Study text

^^^^^^^^^^^^^^^^

Lorenzo restructured TIA in 1980, forming a holding company called Texas Air Corp, which was controlled by Jet Capital, as TIA had been. Texas Air owned TIA and had cash holdings of about $100 million, which Lorenzo said would be used primarily for investments in the airline industry. It was the first airline to restructure into a holding company. Almost all airlines followed.

===Startup of New York Air as separate sub in New York===
Later in 1980, Texas Air formed a new airline, New York Air, with $25 million in capital. Lorenzo was the chairman of the new company, which was to fly shuttle flights between New York La Guardia, the airline's hub, and Boston-Logan, and Washington-National Airports. Plans included expansion to several cities in the Northeast.

New York Air planned to win customers by charging lower fares and providing better service and roomier seats than the dominant carrier between New York and Washington, Eastern Airlines, which responded by offering lower fares. Pan Am, which had announced competing service after New York Air's formation, also lowered its fares.

^^^^^^^^^^^^^^^^

Point-per-instance localization data
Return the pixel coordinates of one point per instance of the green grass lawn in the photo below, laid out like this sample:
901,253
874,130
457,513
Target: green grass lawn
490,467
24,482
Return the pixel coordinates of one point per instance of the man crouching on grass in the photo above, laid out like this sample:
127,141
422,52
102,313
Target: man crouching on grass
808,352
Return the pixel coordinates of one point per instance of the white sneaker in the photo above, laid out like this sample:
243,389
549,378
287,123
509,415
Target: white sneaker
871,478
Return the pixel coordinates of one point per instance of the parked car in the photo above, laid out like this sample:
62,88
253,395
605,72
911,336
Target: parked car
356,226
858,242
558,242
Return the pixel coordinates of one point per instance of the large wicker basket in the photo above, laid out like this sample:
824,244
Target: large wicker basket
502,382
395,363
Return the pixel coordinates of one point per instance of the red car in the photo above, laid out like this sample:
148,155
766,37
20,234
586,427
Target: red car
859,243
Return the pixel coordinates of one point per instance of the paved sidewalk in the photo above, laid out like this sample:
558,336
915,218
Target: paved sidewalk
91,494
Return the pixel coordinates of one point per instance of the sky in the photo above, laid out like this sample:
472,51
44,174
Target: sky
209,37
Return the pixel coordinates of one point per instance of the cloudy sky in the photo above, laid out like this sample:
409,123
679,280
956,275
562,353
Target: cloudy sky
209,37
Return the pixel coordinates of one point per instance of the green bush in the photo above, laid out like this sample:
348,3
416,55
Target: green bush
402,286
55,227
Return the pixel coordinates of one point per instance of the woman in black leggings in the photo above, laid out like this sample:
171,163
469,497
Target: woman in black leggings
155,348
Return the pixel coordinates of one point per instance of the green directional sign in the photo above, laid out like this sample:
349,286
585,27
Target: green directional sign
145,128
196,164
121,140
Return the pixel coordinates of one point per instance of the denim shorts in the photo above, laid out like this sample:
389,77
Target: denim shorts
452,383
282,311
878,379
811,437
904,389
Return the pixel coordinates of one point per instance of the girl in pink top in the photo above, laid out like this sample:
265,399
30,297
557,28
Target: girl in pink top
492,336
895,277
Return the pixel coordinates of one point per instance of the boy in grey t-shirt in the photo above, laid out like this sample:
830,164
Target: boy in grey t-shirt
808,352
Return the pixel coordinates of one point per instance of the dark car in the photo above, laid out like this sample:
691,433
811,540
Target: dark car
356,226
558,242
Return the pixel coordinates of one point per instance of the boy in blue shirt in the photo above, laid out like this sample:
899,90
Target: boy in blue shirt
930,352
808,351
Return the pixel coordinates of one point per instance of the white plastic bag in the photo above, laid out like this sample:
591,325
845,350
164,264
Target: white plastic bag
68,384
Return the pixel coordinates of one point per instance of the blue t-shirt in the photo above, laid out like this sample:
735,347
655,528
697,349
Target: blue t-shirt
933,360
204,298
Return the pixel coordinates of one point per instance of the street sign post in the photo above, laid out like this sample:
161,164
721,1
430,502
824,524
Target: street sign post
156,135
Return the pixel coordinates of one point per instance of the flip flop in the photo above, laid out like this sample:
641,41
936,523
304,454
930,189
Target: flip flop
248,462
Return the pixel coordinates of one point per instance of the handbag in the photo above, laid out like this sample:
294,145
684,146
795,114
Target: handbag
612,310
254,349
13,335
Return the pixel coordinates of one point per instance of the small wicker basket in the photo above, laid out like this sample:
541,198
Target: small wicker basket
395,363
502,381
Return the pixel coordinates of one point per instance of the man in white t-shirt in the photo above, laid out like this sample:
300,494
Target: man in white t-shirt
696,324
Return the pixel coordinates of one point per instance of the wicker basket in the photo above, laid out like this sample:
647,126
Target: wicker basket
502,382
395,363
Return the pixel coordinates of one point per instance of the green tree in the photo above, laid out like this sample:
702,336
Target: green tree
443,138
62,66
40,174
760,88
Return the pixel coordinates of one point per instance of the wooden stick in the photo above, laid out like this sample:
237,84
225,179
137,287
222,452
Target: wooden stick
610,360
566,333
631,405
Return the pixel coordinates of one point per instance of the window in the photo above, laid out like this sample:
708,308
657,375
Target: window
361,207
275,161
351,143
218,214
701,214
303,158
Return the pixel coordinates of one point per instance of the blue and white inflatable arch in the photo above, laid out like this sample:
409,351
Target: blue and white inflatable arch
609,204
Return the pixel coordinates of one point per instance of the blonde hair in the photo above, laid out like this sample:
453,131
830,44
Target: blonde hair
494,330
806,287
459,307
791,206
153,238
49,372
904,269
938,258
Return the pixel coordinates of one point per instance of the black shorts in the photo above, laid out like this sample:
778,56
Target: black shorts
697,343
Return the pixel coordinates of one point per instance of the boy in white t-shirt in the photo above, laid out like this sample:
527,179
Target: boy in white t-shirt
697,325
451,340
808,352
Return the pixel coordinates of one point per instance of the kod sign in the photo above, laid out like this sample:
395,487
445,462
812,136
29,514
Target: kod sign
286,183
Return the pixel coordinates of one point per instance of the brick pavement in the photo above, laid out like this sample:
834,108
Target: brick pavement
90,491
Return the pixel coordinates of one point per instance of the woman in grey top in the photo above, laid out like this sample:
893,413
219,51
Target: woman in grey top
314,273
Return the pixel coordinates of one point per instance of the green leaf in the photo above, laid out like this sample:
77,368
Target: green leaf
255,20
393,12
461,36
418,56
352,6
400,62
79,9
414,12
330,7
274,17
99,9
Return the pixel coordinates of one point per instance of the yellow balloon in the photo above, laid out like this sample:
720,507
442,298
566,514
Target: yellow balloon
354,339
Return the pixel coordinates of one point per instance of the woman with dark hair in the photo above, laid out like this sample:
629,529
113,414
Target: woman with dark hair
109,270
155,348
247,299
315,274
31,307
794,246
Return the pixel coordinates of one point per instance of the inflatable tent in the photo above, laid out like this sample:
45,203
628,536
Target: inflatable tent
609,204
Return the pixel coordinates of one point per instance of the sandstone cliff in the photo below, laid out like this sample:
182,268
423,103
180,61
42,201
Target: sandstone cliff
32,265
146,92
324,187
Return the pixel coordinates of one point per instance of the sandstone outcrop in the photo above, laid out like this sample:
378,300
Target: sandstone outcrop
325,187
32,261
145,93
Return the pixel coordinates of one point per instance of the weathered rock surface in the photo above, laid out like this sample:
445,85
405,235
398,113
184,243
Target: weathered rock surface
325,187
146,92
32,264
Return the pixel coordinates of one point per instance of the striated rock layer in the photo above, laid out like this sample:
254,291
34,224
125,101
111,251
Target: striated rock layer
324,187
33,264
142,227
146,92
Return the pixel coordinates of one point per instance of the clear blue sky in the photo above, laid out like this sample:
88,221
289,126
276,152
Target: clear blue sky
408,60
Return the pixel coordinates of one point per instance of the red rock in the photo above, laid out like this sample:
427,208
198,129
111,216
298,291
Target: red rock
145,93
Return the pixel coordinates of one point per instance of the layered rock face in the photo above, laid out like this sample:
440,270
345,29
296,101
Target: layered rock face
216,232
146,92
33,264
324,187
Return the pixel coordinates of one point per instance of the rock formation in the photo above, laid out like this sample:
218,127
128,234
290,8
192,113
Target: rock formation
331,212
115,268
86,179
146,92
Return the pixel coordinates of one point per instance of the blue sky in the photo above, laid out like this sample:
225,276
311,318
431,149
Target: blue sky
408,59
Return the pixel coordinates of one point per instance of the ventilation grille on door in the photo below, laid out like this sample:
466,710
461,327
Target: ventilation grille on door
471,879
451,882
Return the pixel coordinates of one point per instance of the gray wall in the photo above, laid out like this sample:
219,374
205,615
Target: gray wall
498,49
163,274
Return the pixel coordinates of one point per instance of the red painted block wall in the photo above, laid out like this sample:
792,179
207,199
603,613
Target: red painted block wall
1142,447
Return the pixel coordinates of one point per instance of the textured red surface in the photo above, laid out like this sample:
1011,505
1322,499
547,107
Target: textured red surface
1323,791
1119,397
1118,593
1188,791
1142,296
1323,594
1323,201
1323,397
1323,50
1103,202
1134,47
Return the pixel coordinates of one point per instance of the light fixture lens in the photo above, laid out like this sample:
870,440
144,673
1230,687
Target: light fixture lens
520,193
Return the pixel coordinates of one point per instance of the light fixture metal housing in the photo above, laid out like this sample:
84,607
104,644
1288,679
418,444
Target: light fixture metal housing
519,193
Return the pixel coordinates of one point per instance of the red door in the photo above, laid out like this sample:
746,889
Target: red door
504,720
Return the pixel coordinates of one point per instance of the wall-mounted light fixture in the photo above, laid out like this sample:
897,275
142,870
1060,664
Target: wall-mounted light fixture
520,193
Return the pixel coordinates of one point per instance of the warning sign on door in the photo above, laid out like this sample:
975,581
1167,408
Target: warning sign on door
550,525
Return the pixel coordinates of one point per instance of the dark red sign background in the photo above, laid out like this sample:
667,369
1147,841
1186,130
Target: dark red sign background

^^^^^^^^^^^^^^^^

Brief 1
List every airport named in the text about Texas Air and New York Air.
Brief 2
Turn the paragraph beginning "Later in 1980, Texas Air formed" in the text about Texas Air into a short bulleted list that keeps its main facts.
Brief 3
Carry on the text about Texas Air and New York Air from its last sentence.

Final answer 1
- New York La Guardia
- Boston-Logan
- Washington-National

Final answer 2
- Later in 1980, Texas Air formed New York Air with $25 million in capital.
- Lorenzo served as chairman.
- The airline would fly shuttle flights from its hub at New York La Guardia to Boston-Logan and Washington-National Airports.
- Plans included expansion to several Northeast cities.

Final answer 3
The formation of New York Air was opposed by the unions of Texas International Airlines, who were upset that employees were being hired with pay rates substantially lower than union rates at TIA; in the case of pilots, the rate was about half of the union rate. The unions felt the company was set up specifically to "sidestep longstanding labor contracts with organized employees" and that the jobs should have been offered to TIA employees. The pilots' union planned a $1 million protest campaign and a boycott of companies that did business with Texas Air, the parent company, but the campaign was unsuccessful and was called off because of the 1981 air traffic controllers' strike.

New York Air, independently managed away from the other airline subs, expanded in the 1980s to new cities and was successful in building a strong presence in the profitable Northeast shuttle markets.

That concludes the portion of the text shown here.